=== EXTRACT TO READ ===
Alberta is a major natural gas exporter, so its ratio should be well above 1, around 5 to 10. If the result is in the thousandths or in the thousands, the unit conversion is still wrong. Check one year's production value against a published CER figure to confirm the units.

One-Tailed Test When Two-Tailed Is Needed

The following code runs a t-test to compare Alberta and BC production, but uses alternative="greater" rather than testing for any difference. Work with an LLM to explain what this assumption means and correct the test.

i
import polars as pl
from scipy import stats

TCM_TO_MCM = 1 / 1_000.0

production = pl.read_csv("gas_production_tcm.csv")
production = production.with_columns(
    (pl.col("production") * TCM_TO_MCM).alias("production_mcm")
)

alberta = production.filter(pl.col("province") == "AB")["production_mcm"].to_numpy()
bc = production.filter(pl.col("province") == "BC")["production_mcm"].to_numpy()

result = stats.ttest_ind(alberta, bc, equal_var=False, alternative="greater")
print(f"t-statistic: {result.statistic:.3f}")
print(f"p-value:     {result.pvalue:.4f}")

if result.pvalue < 0.05:
    print("Result: statistically significant at the 0.05 level.")
else:
    print("Result: not statistically significant at the 0.05 level.")
How do you know the fix worked?

The two-sided p-value is approximately twice the one-sided p-value when the test statistic is positive. Confirm this relationship holds by comparing the outputs of both versions. Also describe in one sentence what assumption alternative="greater" makes that may not be justified.

Province Names Do Not Match

The following code runs a t-test but prints zero rows for both provinces, producing a NaN t-statistic. Work with an LLM to find why the filter returns no data and fix the province names.

i
import polars as pl
from scipy import stats

TCM_TO_MCM = 1 / 1_000.0

production = pl.read_csv("gas_production_tcm.csv")
production = production.with_columns(
    (pl.col("production") * TCM_TO_MCM).alias("production_mcm")
)

print(f"Distinct province values: {sorted(production['province'].unique().to_list())}")

alberta = production.filter(pl.col("province") == "Alberta")["production_mcm"].to_numpy()
bc = production.filter(pl.col("province") == "British Columbia")["production_mcm"].to_numpy()

print(f"Alberta rows: {len(alberta)}, BC rows: {len(bc)}")

result = stats.ttest_ind(alberta, bc, equal_var=False)
=== SOURCE DATA ===
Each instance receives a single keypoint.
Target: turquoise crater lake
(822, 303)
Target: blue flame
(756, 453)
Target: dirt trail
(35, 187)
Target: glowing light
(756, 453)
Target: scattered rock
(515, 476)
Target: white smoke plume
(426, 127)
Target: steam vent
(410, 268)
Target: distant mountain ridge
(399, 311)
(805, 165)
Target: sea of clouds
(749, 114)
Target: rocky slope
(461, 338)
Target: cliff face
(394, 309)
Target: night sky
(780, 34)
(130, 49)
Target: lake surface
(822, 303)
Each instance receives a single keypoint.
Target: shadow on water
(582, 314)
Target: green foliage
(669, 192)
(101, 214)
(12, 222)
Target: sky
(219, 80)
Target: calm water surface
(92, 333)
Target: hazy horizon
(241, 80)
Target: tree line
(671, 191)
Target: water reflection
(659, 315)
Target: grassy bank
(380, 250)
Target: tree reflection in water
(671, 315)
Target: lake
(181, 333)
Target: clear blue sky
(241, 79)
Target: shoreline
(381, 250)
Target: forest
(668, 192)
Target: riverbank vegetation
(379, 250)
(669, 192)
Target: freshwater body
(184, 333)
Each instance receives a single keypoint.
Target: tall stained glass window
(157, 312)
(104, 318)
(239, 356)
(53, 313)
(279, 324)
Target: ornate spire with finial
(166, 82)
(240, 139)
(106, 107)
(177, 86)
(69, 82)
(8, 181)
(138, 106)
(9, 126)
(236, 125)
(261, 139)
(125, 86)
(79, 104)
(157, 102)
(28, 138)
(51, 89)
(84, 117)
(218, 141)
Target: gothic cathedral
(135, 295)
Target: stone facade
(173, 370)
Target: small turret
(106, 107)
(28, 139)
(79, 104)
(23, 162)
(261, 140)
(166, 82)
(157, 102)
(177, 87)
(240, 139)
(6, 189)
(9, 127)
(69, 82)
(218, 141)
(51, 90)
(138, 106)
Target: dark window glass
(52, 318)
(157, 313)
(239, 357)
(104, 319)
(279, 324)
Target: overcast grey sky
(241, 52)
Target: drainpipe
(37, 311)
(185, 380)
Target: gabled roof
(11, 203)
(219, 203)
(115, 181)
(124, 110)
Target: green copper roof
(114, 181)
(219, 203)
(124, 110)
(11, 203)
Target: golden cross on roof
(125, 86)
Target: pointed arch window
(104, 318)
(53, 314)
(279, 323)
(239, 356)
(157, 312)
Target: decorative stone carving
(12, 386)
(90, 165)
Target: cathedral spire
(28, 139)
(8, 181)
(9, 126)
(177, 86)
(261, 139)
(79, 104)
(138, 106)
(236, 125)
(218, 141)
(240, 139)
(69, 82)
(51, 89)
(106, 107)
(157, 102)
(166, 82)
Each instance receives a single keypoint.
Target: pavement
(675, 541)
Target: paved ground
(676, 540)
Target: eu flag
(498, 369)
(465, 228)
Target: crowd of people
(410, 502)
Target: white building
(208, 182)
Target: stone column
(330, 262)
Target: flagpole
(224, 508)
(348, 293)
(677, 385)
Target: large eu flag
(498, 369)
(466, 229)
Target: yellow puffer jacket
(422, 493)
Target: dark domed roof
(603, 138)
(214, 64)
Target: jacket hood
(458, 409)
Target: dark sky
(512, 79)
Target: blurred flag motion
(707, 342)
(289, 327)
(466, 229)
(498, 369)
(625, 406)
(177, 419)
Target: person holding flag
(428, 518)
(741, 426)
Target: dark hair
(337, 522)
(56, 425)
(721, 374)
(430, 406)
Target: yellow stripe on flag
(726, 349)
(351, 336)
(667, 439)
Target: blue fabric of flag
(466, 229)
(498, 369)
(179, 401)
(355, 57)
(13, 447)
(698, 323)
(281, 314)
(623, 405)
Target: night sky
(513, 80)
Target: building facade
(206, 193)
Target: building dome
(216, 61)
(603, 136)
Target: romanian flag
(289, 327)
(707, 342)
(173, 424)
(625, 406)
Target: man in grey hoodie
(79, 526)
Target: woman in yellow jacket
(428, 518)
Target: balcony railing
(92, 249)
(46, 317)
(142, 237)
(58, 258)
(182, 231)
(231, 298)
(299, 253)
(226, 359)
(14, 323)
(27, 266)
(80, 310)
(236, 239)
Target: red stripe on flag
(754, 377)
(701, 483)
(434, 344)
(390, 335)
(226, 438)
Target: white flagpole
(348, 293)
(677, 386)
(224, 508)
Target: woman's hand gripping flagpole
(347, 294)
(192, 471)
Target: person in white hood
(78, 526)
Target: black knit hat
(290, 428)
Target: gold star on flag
===
Continue the debugging exercises on Alberta and British Columbia natural gas production, picking up directly after their final line of code.

• **RESPONSE TO THE TASK**:
print(f"t-statistic: {result.statistic:.3f}")
print(f"p-value:     {result.pvalue:.4f}")
How do you know the fix worked?

The code already prints the distinct province values in the data. After fixing, the Alberta and BC arrays should each have one value per year, and the t-statistic should be a real number.

Adding Effect Size

The following code runs a t-test and reports whether the result is statistically significant. Work with an LLM to extend it to also compute and print Cohen's d, along with a label indicating whether the effect size is small, medium, or large.

i
import polars as pl
import numpy as np
from scipy import stats

TCM_TO_MCM = 1 / 1_000.0

production = pl.read_csv("gas_production_tcm.csv")
production = production.with_columns(
    (pl.col("production") * TCM_TO_MCM).alias("production_mcm")
)

alberta = production.filter(pl.col("province") == "AB")["production_mcm"].to_numpy()
bc = production.filter(pl.col("province") == "BC")["production_mcm"].to_numpy()

result = stats.ttest_ind(alberta, bc, equal_var=False)
print(f"t-statistic: {result.statistic:.3f}")
print(f"p-value:     {result.pvalue:.4f}")
# TODO: compute Cohen's d = (mean_alberta - mean_bc) / pooled_std,
# where pooled_std = sqrt((std_alberta**2 + std_bc**2) / 2),
# and print it alongside an interpretation (small < 0.2, medium 0.2–0.8, large > 0.8)
How do you know the addition is correct?

Compute Cohen's d by hand using the means and standard deviations already available and confirm it matches the printed value. A very large or very small d that contradicts the t-test result suggests a calculation error.